**READING PASSAGE**
##########

Those were the words of my business partner. We ran a home services company that included pest control, window cleaning, walking the dog, cleaning gutters, waxing the car, hanging lights, and whatever my partner could convince anyone to give us money for. I found myself perilously hanging from rooftop gables, fighting giant black widows in crawlspaces, and risking my life for what I thought was enough money to get an early retirement.

Turns out I was wrong, not about the risking my life part, but the money part. Sure, our customers gave us money, but we barely had enough to cover our expenses. Why? I couldn't believe our accounting numbers from the previous quarter. We took on enough business to warrant hiring three more techs. We never turned a customer away. We took money from anyone willing to give it to us. Why then were we barely treading water?

Its cash flow, son.

It turns out that if you don't demand customer pay you, they won't. We accepted payment with cash, check, card, chickens, barter, IOUs, etc. We did the work self-assured that we were raking it in. Customers didn't pay us for months, during which time we had payroll, taxes, fuel, insurance, rent, and other costs to account for. Our creditors and landlords were unforgiving, yet we gave customers months to pay.

Solutions on the horizon

We couldn't and didn't want to keep it up. I made some changes. Making these changes are counter-intuitive business decisions--they seem like they are the opposite of the right decision but end up being the right one.

##########

**SET EXERCISE**
From the passage about the home services company, extract word for word the part that begins with "Turns out I" and ends with "cash flow, son.". The lines that come next have nothing to do with the passage about the home services company.

##########

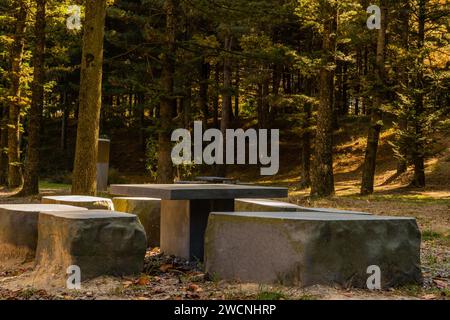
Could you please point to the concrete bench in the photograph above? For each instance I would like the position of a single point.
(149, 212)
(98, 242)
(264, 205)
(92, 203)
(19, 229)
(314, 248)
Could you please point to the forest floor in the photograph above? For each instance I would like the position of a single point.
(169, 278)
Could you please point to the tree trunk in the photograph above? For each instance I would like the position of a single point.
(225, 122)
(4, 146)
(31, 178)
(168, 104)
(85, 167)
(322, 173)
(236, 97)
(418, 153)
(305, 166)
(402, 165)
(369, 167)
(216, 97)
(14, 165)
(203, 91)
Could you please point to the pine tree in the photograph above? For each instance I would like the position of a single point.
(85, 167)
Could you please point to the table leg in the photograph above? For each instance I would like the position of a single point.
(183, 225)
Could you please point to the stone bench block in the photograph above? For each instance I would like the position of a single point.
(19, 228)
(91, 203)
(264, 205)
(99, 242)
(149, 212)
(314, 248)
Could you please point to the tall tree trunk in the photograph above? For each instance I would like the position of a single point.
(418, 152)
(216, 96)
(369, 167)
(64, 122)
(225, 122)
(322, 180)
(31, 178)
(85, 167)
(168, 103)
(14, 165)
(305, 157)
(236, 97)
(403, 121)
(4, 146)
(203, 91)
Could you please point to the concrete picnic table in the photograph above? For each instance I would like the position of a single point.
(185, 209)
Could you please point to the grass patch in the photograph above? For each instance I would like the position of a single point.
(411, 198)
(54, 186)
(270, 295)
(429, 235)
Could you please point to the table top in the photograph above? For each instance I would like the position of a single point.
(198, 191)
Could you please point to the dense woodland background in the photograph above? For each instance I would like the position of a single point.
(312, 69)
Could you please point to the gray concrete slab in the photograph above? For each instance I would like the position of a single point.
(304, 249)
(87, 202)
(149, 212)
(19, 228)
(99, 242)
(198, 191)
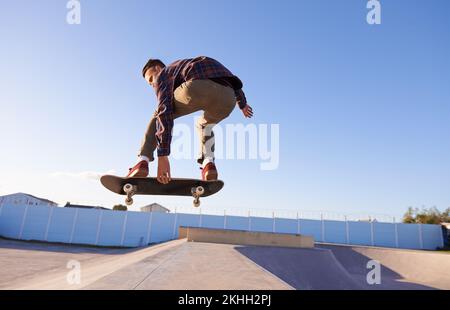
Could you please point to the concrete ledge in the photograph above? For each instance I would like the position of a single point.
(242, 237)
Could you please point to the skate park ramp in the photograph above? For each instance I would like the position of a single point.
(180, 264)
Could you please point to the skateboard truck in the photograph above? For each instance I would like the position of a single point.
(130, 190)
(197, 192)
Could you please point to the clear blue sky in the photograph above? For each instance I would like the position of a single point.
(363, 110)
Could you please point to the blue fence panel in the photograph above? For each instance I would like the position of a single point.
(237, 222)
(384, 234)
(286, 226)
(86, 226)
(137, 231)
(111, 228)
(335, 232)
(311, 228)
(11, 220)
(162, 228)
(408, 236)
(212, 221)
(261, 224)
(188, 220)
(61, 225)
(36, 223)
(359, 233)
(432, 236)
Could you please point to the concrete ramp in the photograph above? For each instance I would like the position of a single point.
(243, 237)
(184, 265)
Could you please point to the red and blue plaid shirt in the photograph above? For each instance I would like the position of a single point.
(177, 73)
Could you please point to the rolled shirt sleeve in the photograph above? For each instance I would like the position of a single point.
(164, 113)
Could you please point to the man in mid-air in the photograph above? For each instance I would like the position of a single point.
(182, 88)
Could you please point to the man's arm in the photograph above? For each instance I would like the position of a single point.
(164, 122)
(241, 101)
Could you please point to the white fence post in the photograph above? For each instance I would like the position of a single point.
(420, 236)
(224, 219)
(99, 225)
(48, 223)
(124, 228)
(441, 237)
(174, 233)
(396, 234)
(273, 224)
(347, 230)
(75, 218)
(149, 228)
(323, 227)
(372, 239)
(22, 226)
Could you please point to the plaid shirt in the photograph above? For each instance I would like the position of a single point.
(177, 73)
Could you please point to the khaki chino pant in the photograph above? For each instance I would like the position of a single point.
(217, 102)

##########

**WORKED SOLUTION**
Turns out I was wrong, not about the risking my life part, but the money part. Sure, our customers gave us money, but we barely had enough to cover our expenses. Why? I couldn't believe our accounting numbers from the previous quarter. We took on enough business to warrant hiring three more techs. We never turned a customer away. We took money from anyone willing to give it to us. Why then were we barely treading water?

Its cash flow, son.